| 本文 |
═══
そのときの気分にあわせて、色々な石鹸を使い分けるのも愉しいと思います。

作り方 (石鹸素地を使った作り方)


①素地100gを耐熱性の袋(ポリ袋)に入れ、熱めのお湯(50~60℃程度)15ccを振りかけます。
 この時にお好みに応じて、精油(エッセンシャルオイル)等も加えます
 ※お湯:大さじ1杯-> 15cc(15ml)が目安です。
 ※精油(エッセンシャルオイル)等:一滴->0.1gが目安です。(粘度、比重等により変わります)
  添加率は最初は0.1%(素地100gに0.1g:1滴)程度を目安に増減しましょう。


②袋ごとよくこねて石けんをまとめます。


③袋から出し、石けんを団子状にまとめ、粘土をこねるようによく練ります。


④成型します。(押し型等を使用すればきれいに仕上がります)


⑤風通しのよい日陰で10日間ほど乾燥させれば手づくり石けんのでき上がりです。





以下に記す事は、前項と全く同じ事を記してあります。
苛性ソーダ関連は無視してもかまいませんが、出来た石鹸の取り扱い等は重要な事なので、再掲載します。
添加したオイル等が石鹸のアルカリ分と反応して、変色、変臭等が起こる場合があります。 添加したものによっては、皮膚アレルギー等を引き起こす可能性もあります。
直接、皮膚に触れることになるので使用するにあたっては、くれぐれも慎重にお願いします。
═══
| 提供レコード |
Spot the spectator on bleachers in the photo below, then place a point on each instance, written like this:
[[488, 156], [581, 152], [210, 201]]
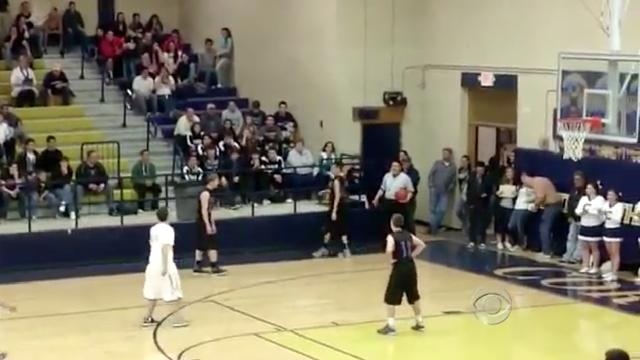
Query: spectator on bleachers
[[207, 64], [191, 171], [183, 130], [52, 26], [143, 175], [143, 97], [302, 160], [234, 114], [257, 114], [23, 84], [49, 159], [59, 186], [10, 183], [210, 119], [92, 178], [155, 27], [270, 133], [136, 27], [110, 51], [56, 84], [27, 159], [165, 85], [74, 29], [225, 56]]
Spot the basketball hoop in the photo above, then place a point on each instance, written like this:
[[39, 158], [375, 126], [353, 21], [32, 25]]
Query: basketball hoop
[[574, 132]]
═══
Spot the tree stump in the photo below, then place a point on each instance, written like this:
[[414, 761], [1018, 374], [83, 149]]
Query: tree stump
═══
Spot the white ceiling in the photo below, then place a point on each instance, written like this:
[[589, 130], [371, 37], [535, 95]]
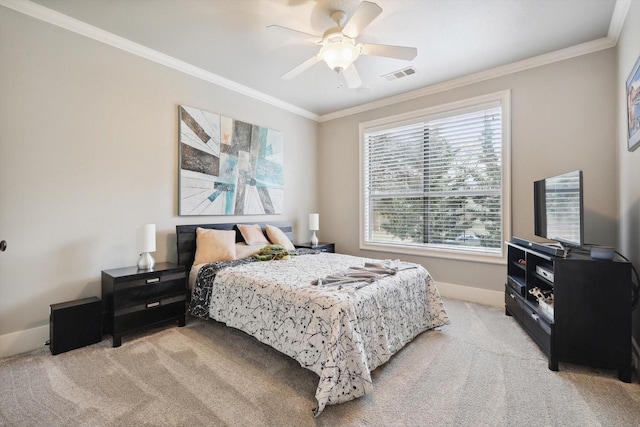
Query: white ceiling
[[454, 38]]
═══
| 作業内容 |
A. 本文のうち、「この時にお好みに応じて、精油(エッセンシャルオイル)等も加えます」を含む語句で始まり「②袋ごとよくこねて石けんをまとめます。」で終わる部分を、一字一句そのまま打ち直してください。
B. 本文によると、成型した石けんはどのような場所で、何日間ほど乾燥させますか。
レコードは参照しなくて構いません。

| タスク別回答 |
A.
この時にお好みに応じて、精油(エッセンシャルオイル)等も加えます
 ※お湯:大さじ1杯-> 15cc(15ml)が目安です。
 ※精油(エッセンシャルオイル)等:一滴->0.1gが目安です。(粘度、比重等により変わります)
  添加率は最初は0.1%(素地100gに0.1g:1滴)程度を目安に増減しましょう。


②袋ごとよくこねて石けんをまとめます。

B. 風通しのよい日陰で10日間ほど乾燥させます。